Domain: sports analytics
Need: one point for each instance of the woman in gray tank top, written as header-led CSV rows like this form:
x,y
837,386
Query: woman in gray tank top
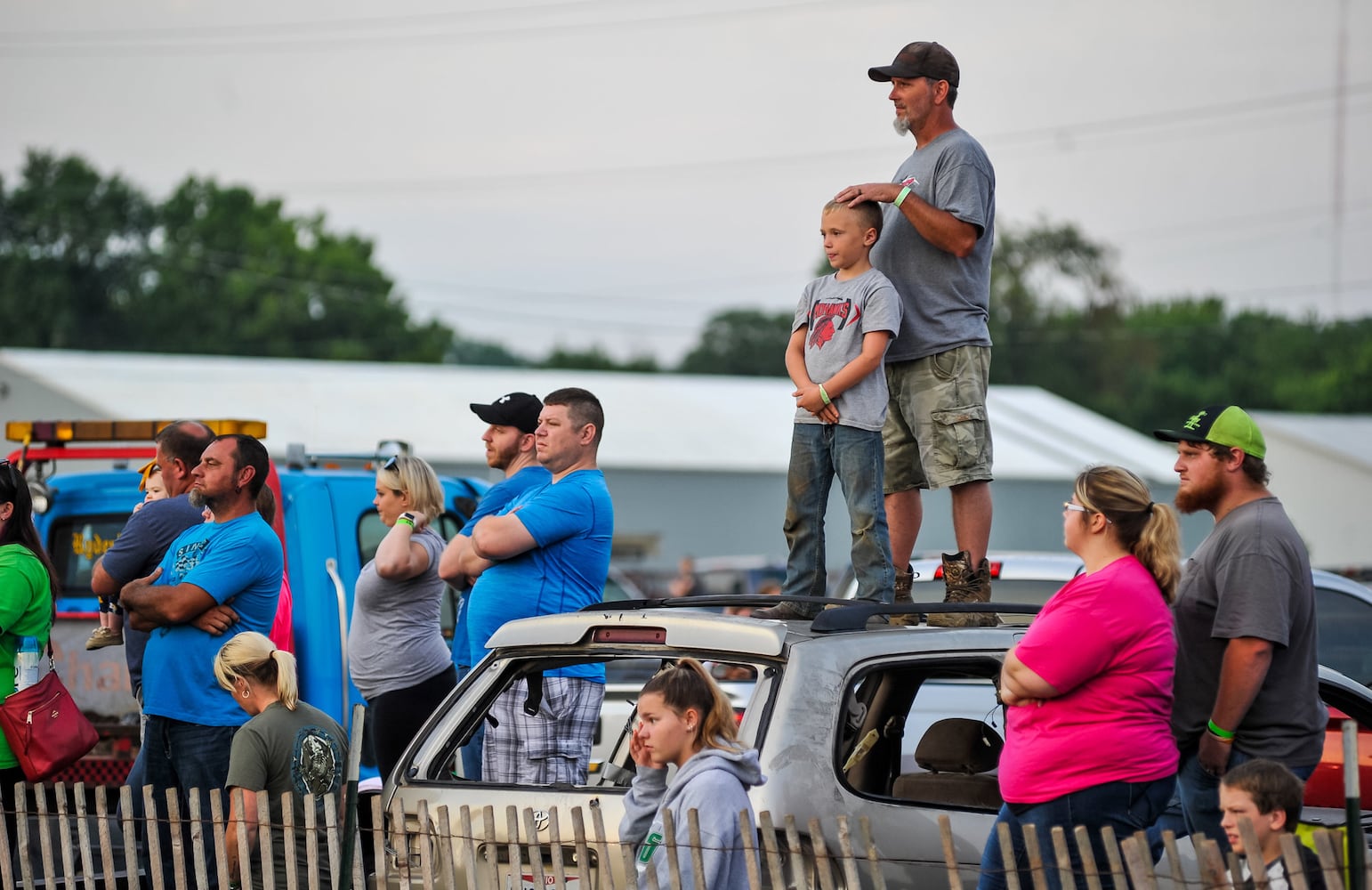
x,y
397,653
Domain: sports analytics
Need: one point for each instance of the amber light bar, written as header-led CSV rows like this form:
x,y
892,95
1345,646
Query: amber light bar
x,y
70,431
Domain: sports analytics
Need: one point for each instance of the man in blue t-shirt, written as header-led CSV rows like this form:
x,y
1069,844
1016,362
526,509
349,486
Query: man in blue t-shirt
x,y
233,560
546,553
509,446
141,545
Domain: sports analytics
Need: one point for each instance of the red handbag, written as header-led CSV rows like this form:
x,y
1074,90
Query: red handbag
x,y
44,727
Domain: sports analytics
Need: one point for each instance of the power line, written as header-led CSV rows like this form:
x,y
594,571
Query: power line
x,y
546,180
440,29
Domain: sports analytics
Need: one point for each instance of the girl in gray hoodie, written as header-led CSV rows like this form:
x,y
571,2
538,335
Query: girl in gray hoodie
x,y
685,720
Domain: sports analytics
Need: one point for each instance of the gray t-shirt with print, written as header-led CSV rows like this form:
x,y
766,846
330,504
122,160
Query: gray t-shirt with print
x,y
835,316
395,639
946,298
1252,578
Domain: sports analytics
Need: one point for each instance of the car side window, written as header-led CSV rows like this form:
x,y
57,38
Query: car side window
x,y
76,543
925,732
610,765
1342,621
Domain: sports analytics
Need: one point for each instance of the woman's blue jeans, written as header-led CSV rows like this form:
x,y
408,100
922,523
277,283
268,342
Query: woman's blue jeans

....

**Work to do:** Please identify each line in the rows above that contains the word "handbag" and copy those lines out. Case counts.

**Correct output:**
Need: one point for each instance of the red handbag, written as header-led CSV rows like this form:
Query: red handbag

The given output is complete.